* [Data to process]:
=======

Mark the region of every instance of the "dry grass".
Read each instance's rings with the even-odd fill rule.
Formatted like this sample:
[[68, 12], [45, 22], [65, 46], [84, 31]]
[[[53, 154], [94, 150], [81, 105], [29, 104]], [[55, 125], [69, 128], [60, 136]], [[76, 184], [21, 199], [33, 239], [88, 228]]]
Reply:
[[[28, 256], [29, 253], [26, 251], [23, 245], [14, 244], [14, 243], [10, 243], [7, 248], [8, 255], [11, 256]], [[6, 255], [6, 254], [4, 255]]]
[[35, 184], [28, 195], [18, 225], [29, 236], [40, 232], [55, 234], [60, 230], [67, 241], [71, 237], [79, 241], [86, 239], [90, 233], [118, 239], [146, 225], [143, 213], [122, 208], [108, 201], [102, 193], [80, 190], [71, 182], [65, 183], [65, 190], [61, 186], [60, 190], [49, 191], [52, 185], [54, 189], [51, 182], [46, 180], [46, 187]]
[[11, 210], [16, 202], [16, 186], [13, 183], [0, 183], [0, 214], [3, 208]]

=======

* [Given request]:
Could you copy each of the lines above, character for character, with nothing changed?

* [Exercise result]:
Mark the region of every instance of the "dry grass".
Read each instance's rings with the even-odd fill rule.
Formatted like this sample:
[[68, 12], [45, 22], [65, 46], [84, 31]]
[[[53, 154], [94, 150], [81, 105], [29, 104]], [[55, 125], [69, 128], [60, 136]], [[76, 184], [21, 199], [33, 239], [88, 228]]]
Reply:
[[[28, 256], [29, 253], [26, 251], [23, 245], [14, 244], [14, 243], [10, 243], [7, 248], [8, 255], [11, 256]], [[6, 255], [6, 254], [4, 255]]]
[[35, 184], [28, 195], [18, 225], [29, 236], [40, 232], [55, 234], [60, 230], [67, 241], [71, 237], [79, 241], [86, 239], [90, 233], [118, 239], [146, 225], [143, 213], [122, 208], [108, 201], [102, 193], [80, 190], [71, 182], [65, 183], [65, 190], [61, 186], [60, 190], [49, 191], [52, 185], [54, 189], [51, 182], [46, 180], [46, 187]]
[[11, 210], [16, 202], [16, 186], [13, 183], [0, 183], [0, 214], [3, 208]]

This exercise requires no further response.